:: Passage to read ::
Studio Production: Cameron Granadino
Post-Production: Alina Nehlich
Transcript
Marc Steiner: Welcome to The Marc Steiner Show here on The Real News. I’m Marc Steiner. It’s great to have you all with us.
Now, as we approach this election in a deeply divided nation, our nation’s future is at stake. I think about another Democratic convention that took place when I was much younger, in a year that saw so much upheaval and revolutionary activity. It took place in the same city, Chicago, where the Democrats will be gathering again.
The year was 1968, the year when the war in Vietnam was raging, when Martin Luther King and Robert Kennedy were assassinated. When, in the wake of King’s murder, rebellions broke out across the United States in Black communities in over 100 cities. Thousands of us camped out in Washington DC in Resurrection City as part of the Poor People’s Campaign. And the national mobilization to end the war in Vietnam, as thousands were dying in Vietnam and tens of thousands of Vietnamese were being killed, the organized protest outside the Democratic Convention, thousands came there. And what happened was a police riot ensued.
My guest today was there in ’68, was the leader of SDS. His name is Bill Ayers, and I’ve known him for a long time. He’s a distinguished professor — Or was, retired now — Distinguished professor of education and senior university scholar at the University of Illinois in Chicago. Written extensively about social justice, democracy, education, teaching.
He was a teacher for years and a leader of the Students for Democratic Society and the Weather Underground, which took on the US government during the war and has written numerous books. Let me give you a couple of them: A Kind and Just Parent, Teaching Toward Freedom, Fugitive Days, Public Enemy, On the Side of the Child, To Teach: the journey, in comics.
And Bill, good to see you, brother. Good to have you here.
Bill Ayers: Great to see you. Great to see you, Marc. And it’s always a pleasure to be in conversation.
Marc Steiner: Let’s go back to that moment. It was really very different than what we’re facing today. In some ways we’ll get to later, it was kind of the seeds of what we’re facing today. But take us back to that moment, and you being one of the organizers of the massive protest outside the convention. What led to that?
Bill Ayers: Well, what led to it was years of opposition to the war. And as you know, the American war in Vietnam began in 1965. My first arrest opposing the war was inside a draft board in Ann Arbor. There were 39 of us arrested, which was a huge civil disobedience at the time. We were copying tactics and strategy from the Civil Rights Movement, but we were determined to bring a screaming, screaming response to the American invasion and occupation of Vietnam.

:: Things to do ::
1. In the transcript, where did Bill Ayers have his first arrest for opposing the war?
2. From the transcript, echo the part that opens with the words containing "My guest today" and closes with "have you here.".
3. Recast the transcript paragraph beginning "The year was 1968" as a short bulleted list that keeps its main facts.

[Entries from a pointing dataset]
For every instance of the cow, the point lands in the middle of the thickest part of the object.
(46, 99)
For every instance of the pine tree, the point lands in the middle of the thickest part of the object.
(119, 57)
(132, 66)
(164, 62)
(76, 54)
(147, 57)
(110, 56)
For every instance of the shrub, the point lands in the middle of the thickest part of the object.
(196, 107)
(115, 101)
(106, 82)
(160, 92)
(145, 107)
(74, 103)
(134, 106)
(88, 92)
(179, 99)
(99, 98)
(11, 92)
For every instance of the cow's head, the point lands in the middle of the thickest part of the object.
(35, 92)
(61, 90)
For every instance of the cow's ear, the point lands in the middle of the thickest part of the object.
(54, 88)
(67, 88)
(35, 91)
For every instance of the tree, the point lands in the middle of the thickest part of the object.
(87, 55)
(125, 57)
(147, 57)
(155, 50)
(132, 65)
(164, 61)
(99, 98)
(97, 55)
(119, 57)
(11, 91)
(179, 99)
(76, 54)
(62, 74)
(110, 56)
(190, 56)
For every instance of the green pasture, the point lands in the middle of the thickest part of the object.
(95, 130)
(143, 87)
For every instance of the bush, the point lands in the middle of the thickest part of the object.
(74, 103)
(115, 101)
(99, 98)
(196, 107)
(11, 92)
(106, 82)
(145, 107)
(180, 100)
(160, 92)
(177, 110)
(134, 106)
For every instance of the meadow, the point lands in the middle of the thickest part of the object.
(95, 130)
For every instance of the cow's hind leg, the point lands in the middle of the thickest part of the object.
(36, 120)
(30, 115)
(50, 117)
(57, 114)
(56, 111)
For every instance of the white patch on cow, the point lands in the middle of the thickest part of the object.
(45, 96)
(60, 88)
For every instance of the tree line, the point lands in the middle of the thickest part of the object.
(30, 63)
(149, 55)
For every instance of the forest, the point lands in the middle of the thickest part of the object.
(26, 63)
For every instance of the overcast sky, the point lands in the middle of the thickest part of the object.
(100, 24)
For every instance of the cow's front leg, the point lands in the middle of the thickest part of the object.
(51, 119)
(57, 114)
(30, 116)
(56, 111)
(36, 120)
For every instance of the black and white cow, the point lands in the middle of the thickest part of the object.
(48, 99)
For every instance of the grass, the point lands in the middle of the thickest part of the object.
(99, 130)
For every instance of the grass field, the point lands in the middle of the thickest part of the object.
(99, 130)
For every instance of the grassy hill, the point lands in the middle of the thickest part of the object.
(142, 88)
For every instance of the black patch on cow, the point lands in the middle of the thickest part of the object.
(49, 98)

:: Responses per task ::
1. Inside a draft board in Ann Arbor.

2.
My guest today was there in ’68, was the leader of SDS. His name is Bill Ayers, and I’ve known him for a long time. He’s a distinguished professor — Or was, retired now — Distinguished professor of education and senior university scholar at the University of Illinois in Chicago. Written extensively about social justice, democracy, education, teaching.
He was a teacher for years and a leader of the Students for Democratic Society and the Weather Underground, which took on the US government during the war and has written numerous books. Let me give you a couple of them: A Kind and Just Parent, Teaching Toward Freedom, Fugitive Days, Public Enemy, On the Side of the Child, To Teach: the journey, in comics.
And Bill, good to see you, brother. Good to have you here.

3.
- 1968: the war in Vietnam was raging.
- Martin Luther King and Robert Kennedy were assassinated.
- After King's murder, rebellions broke out in Black communities in over 100 US cities.
- Thousands camped in Resurrection City in Washington DC as part of the Poor People's Campaign.
- As thousands were dying in Vietnam and tens of thousands of Vietnamese were being killed, the national mobilization to end the war organized a protest outside the Democratic Convention.
- Thousands attended the protest, and a police riot ensued.